#### Brief:
Rewrite the Himachal Pradesh relief report from "Chief Minister, who" up to and including "evacuated by road.", changing every "airlifted" to "transported by air".
------ Given text
Shimla: Himachal Pradesh has suffered losses of about Rs. 1479 crore and during the last four days alone. Five choppers of Indian Air Force had been pressed into service to evacuate the stranded tourists and local people.

Chief Minister, who chaired a review meeting today, informed that the Centre Government has released Rs. 122 crore as the first instalment for the State for undertaking immediate rehabilitation measures.

himachal cm in meeting

Chief Minister Jai Ram Thakur during meeting held today

Over one thousand people have been rescued from Lahaul valley out of these 147 have been airlifted and remaining have been evacuated by road.

He said the road would be cleared upto Baralacha by this evening. All the rescued people were being taken for medical examinations. Efforts were being made to restore communication network in Lahaul valley.

He directed the officers to ensure adequate availability of essential commodities in the valley. He said that a team of BSNL would visit Sisu today for the restoration of communication in the area. The Government has assured all possible help to the BSNL in restoration work.

Out of 18 towers of BSNL in the valley, seven were working properly.

It was informed in the meeting that 18000-litre petrol and 27000-litre diesel was made available. LPG and other food items were also in sufficient quantity. It was informed in the meeting that water Supply to Manali has been restored and Lahaul valley was also almost restored.

Till the electricity supply was restored in the valley, efforts would be made to provide solar lamps and lights to the people, it was informed. Small transformers would be airlifted from Kullu to replace damaged transformers.
------------
------ Information provided
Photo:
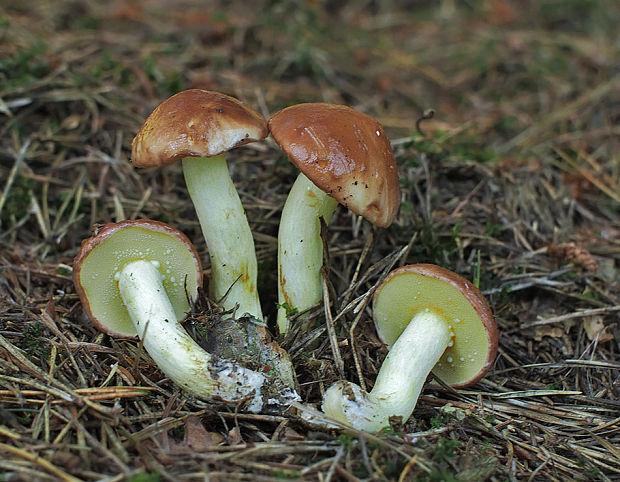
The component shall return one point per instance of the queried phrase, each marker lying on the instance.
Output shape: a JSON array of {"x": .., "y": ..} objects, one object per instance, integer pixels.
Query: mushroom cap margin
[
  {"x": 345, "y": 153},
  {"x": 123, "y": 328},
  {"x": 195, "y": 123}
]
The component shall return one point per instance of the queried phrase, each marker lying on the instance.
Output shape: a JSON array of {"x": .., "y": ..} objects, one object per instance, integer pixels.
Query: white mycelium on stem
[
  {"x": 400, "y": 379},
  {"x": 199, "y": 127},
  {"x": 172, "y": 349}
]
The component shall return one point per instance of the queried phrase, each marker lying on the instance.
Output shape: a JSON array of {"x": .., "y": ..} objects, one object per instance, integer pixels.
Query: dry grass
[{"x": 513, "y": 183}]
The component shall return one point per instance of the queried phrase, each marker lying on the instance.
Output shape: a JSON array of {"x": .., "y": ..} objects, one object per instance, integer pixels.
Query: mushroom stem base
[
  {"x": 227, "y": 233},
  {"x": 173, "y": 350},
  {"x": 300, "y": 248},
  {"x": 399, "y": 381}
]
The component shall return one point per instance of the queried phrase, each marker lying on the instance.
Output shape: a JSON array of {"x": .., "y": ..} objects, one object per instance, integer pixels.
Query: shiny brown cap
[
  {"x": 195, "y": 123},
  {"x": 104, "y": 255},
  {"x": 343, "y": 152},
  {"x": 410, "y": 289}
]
------------
#### Answer space:
Chief Minister, who chaired a review meeting today, informed that the Centre Government has released Rs. 122 crore as the first instalment for the State for undertaking immediate rehabilitation measures.

himachal cm in meeting

Chief Minister Jai Ram Thakur during meeting held today

Over one thousand people have been rescued from Lahaul valley out of these 147 have been transported by air and remaining have been evacuated by road.